*** Quellenauszug ***

# Fehler beim Parsen von web.xml mit web-app 2.5



## JavaJay (1. Sep 2010)

Hallo,

ich wollte in mein Projekt die RichFaces von JBoss einbinden und bin dabei dieser Anleitung gefolgt
Einstieg in RichFaces
Dafür musste ich meine web.xml auf Version 2.5 umstellen
[XML]<web-app version="2.5" 
		 xmlns="http://java.sun.com/xml/ns/javaee"
         xmlns:xsi="http://www.w3.org/2001/XMLSchema-instance"

*** Datensätze ***

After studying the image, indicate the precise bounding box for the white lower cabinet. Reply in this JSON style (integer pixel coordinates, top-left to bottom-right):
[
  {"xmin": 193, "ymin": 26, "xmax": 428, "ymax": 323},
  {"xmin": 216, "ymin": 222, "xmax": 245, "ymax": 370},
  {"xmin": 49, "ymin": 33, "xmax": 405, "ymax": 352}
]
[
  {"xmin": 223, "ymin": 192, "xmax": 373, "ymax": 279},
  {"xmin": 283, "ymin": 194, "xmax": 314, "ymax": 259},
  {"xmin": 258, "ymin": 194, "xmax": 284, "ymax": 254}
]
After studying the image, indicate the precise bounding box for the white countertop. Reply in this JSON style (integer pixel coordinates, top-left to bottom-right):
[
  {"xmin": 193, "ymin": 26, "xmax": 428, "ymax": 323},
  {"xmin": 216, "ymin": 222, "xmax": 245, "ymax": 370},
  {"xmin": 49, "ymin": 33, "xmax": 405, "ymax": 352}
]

***

Aufgabe 1: Übertragen Sie den Satz „Dafür musste ich meine web.xml auf Version 2.5 umstellen“ aus dem Forenbeitrag ins Englische.
Aufgabe 2: Nennen Sie sämtliche Attribute, die der Forenbeitrag im öffnenden web-app-Tag zeigt, jeweils mit ihrem Wert.
Aufgabe 3: Fassen Sie den Forenbeitrag in zwei Sätzen zusammen.
Verwenden Sie ausschließlich den Forenbeitrag.

Lösung 1: For this, I had to switch my web.xml to version 2.5.

Lösung 2:
- version="2.5"
- xmlns="http://java.sun.com/xml/ns/javaee"
- xmlns:xsi="http://www.w3.org/2001/XMLSchema-instance"

Lösung 3: JavaJay wollte die RichFaces von JBoss in das eigene Projekt einbinden und folgte dazu der Anleitung „Einstieg in RichFaces“. Dafür musste die web.xml auf Version 2.5 umgestellt werden, wobei laut Titel ein Fehler beim Parsen auftrat.